> _Task instructions_:
(A) How would you render this sentence from the Morphographica exhibition text in Spanish: "The artists selected images for their aesthetic appeal and scientific value to explore the intersection of art and science."
(B) Can you carry on the Morphographica exhibition text from its last sentence?

> _Extract_:
---------------

March 19, - June 2, 2012

composite image 2

Top: Mindy Pitre, Bubbles. The bubble-like tunnels left behind by microorganisms
in human bone. Thin section (digitally inverted) of a left fibula of a 16- to 32-month-old
child from the ancient site of Tell Leilan, Syria (1900 – 1728 BCE).

Bottom: Alex Schreiber, A wandering eye. Metamorphosing southern flounder larvae
stained for developing bone using a fluorescent dye.


Morpho (from ancient Greek morphē, μορφος)
– shape, form, or configuration.
Graphica (from ancient Greek graphikos, γραφικ-óς)
– of or relating to the pictorial arts.

Morphographica, a joint art installation by two St. Lawrence University faculty members, biologist Alex Schreiber and bio-archaeologist Mindy Pitre, and Pitre’s research partner, bio-archaeologist Pamela Mayne Correia, presents photomicrographs of biological specimens, including frogs, fish and human beings.  The artists selected images for their aesthetic appeal and scientific value to explore the intersection of art and science.  With such titles as Bonescape, Fried Noodles, Bamboo Sole Metamorphosis and A Wandering Eye, these works offer an unexpected sense of play, while also combining specialized technical data and a restrained visual elegance.

---------------

(Stored entries)

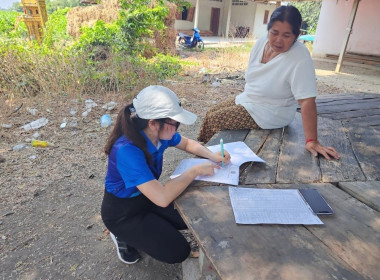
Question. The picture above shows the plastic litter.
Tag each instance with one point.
(39, 143)
(110, 106)
(6, 125)
(105, 120)
(36, 124)
(73, 111)
(90, 104)
(19, 147)
(31, 111)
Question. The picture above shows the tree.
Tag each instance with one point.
(54, 5)
(310, 13)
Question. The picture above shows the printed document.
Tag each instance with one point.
(271, 206)
(229, 174)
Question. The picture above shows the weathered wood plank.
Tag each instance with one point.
(256, 251)
(256, 139)
(350, 114)
(343, 101)
(346, 96)
(351, 233)
(265, 172)
(357, 106)
(332, 133)
(365, 144)
(367, 192)
(228, 136)
(364, 121)
(295, 163)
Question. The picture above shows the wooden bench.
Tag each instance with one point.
(347, 246)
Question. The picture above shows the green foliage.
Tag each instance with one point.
(55, 5)
(165, 66)
(101, 34)
(55, 31)
(7, 25)
(138, 24)
(105, 58)
(310, 13)
(16, 6)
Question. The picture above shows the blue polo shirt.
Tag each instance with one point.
(128, 168)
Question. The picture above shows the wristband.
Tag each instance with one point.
(310, 140)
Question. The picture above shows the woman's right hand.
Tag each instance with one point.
(205, 169)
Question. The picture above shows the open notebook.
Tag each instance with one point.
(229, 174)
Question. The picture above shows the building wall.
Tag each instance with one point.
(260, 29)
(332, 24)
(204, 18)
(241, 15)
(251, 15)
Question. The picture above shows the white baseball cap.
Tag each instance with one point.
(158, 102)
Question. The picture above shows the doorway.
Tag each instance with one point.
(214, 24)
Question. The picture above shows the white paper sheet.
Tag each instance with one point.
(228, 174)
(271, 206)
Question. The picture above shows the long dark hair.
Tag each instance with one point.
(130, 127)
(289, 14)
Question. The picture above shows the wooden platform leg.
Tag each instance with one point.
(208, 272)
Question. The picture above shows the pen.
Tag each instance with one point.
(222, 150)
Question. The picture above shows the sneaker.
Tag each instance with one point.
(126, 254)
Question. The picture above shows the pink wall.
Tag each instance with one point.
(332, 24)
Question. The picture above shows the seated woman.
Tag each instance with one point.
(280, 73)
(136, 207)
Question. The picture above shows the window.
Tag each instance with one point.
(187, 14)
(266, 15)
(239, 3)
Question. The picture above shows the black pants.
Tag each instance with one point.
(146, 226)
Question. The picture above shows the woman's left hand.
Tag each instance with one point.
(316, 148)
(218, 157)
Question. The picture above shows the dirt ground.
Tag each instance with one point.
(50, 226)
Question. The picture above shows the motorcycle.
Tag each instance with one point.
(195, 41)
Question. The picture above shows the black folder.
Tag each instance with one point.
(316, 201)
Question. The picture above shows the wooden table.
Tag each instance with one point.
(347, 246)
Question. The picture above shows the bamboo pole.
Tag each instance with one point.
(348, 33)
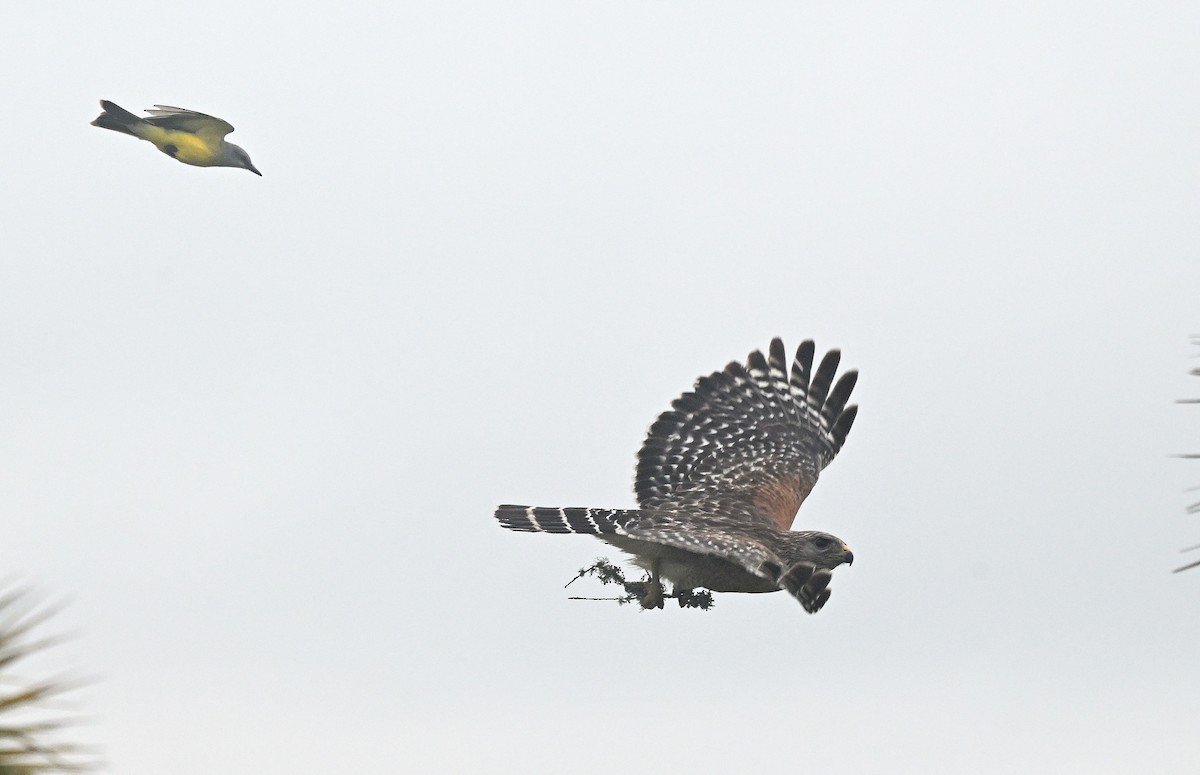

---------------

> _Answer list_:
(A) Los artistas seleccionaron las imágenes por su atractivo estético y su valor científico para explorar la intersección entre el arte y la ciencia.

(B)
What genes transform tadpoles into frogs?  How does a larval flounder develop into a fish with both eyes on the same side of its head?  Assistant professor of biology Alex Schreiber, a developmental biologist who is fascinated by vertebrate metamorphosis, uses fluorescence and bright-field and dark-field light microscopy to photograph organisms stained with tissue-specific dyes.  With digital imaging software, Schreiber brings still images to life by morphing different developmental stages of larvae into one seamless transformation.  One of his videos, “Flatfish Metamorphosis,” is currently on display at the Primorye Oceanarium in Vladivostok, Russia.  When not in the lab, Schreiber can be found riding his BMW R1200C motorcycle-sidecar combination with his daughter, Madeleine.

Using samples that are viewed through light and scanning electron microscopy, Mindy Pitre and her research partner Pamela Mayne Correia (University of Alberta, Canada) study how ancient human bone is transformed by microorganisms.  Pitre, known in some circles as Mindy-ana Jones, has examined and excavated skeletons in Egypt, the Sudan, Syria, the United Kingdom, Canada and the United States.  As visiting assistant professor in anthropology, she teaches such courses as Human Origins, Dealing with the Dead, and Bones of Contention.  In her spare time, she enjoys working with students to simmer human teeth to prepare hundreds of specimens for the anthropology department's teaching collection.